Listed records:
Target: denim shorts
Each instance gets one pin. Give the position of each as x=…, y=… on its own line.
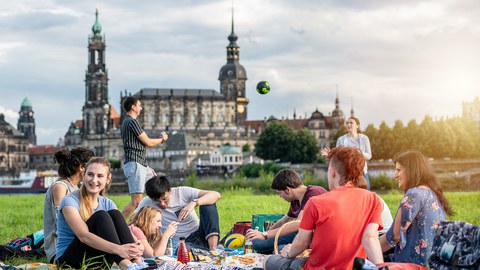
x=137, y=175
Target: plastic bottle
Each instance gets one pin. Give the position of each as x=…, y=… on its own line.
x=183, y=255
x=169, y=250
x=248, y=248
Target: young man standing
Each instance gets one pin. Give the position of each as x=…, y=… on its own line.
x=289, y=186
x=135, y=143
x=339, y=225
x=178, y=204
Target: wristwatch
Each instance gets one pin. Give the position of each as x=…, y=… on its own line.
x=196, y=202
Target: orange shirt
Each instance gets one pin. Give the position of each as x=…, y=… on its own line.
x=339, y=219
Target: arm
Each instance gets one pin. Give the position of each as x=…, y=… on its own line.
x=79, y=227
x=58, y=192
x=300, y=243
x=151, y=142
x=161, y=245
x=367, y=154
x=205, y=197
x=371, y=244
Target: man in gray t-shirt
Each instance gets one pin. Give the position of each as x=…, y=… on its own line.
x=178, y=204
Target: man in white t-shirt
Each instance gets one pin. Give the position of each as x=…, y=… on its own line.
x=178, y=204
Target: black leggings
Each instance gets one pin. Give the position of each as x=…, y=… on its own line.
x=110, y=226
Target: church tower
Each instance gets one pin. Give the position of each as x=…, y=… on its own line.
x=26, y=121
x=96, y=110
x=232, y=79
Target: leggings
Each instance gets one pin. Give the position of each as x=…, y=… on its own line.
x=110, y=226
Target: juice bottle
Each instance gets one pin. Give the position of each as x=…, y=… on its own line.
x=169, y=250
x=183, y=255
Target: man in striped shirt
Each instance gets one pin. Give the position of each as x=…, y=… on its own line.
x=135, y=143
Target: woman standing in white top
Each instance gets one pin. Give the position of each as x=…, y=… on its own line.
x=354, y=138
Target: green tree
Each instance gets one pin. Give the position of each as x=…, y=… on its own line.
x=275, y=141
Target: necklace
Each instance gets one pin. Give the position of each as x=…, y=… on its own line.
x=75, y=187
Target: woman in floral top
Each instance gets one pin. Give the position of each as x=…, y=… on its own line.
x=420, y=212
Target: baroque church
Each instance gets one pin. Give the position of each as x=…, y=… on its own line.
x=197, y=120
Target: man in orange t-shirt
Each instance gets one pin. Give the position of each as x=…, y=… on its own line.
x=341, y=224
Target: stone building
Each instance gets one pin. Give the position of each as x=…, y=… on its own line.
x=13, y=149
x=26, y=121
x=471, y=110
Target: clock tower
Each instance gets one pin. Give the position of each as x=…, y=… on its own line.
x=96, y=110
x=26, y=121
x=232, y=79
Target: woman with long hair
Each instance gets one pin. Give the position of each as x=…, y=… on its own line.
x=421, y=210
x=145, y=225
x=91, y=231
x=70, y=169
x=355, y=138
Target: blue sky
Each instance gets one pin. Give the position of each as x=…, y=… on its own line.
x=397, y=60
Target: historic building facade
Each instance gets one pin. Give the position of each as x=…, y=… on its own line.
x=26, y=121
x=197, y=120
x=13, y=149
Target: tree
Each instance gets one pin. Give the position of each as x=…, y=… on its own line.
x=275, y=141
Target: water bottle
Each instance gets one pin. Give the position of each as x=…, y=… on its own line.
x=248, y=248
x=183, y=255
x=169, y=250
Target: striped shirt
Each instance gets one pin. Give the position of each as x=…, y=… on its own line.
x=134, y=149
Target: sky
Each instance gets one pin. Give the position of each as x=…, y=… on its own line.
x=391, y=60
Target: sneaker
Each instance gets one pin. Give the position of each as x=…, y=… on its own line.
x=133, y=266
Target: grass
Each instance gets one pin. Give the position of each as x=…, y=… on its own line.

---

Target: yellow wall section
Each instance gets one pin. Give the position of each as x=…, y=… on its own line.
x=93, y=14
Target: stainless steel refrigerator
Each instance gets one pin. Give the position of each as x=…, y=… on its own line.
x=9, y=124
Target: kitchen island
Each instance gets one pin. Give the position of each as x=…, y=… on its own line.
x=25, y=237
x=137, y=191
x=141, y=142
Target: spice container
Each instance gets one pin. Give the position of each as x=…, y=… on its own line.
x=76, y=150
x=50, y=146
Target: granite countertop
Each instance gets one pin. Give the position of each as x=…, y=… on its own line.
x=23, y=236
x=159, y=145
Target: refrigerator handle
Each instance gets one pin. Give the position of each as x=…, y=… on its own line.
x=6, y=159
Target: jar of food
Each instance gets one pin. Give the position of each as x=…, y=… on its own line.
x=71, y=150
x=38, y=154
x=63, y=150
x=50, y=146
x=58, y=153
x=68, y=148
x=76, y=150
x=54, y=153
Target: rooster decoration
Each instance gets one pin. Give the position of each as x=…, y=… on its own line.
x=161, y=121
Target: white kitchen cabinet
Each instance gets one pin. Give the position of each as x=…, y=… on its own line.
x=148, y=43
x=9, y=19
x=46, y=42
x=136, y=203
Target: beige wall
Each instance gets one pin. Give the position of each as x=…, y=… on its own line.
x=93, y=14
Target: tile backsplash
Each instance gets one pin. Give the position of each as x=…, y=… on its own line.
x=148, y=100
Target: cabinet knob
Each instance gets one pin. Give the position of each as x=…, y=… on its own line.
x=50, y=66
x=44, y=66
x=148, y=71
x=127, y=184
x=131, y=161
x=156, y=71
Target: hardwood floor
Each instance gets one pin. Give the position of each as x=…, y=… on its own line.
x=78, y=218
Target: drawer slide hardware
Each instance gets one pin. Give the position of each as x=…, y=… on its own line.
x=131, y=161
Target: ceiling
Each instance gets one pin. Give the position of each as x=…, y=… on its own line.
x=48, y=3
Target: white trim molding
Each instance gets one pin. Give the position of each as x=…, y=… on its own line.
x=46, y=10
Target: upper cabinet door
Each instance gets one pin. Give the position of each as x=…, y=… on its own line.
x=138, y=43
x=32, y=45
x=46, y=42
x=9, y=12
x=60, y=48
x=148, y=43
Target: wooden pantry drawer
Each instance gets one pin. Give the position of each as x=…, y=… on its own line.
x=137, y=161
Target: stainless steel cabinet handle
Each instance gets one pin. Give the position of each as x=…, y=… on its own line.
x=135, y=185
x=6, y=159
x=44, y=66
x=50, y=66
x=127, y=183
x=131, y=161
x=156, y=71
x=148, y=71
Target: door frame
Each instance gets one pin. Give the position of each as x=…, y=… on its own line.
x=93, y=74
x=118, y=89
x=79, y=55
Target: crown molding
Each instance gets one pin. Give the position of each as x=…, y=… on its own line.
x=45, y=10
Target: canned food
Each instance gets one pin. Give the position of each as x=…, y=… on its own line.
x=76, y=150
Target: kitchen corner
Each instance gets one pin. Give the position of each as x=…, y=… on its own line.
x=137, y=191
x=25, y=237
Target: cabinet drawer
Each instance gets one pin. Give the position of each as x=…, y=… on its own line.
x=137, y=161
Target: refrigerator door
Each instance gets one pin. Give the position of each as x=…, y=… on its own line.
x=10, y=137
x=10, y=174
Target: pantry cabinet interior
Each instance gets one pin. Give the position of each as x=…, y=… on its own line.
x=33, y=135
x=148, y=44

Exercise goal: Repeat the rows above word for word, starting at the line that contains "Target: cabinet drawer" and ending at the line that contains "x=148, y=44", with both of those lines included.

Task output:
Target: cabinet drawer
Each instance gets one pin. Give the position of each as x=…, y=… on its own line.
x=137, y=161
Target: refrigerator door
Each instance gets one pin. Give the position of each as x=…, y=… on its own line.
x=10, y=137
x=10, y=174
Target: pantry cabinet interior
Each instance gets one pin. Give the position of each as x=…, y=… on its own line.
x=33, y=135
x=148, y=44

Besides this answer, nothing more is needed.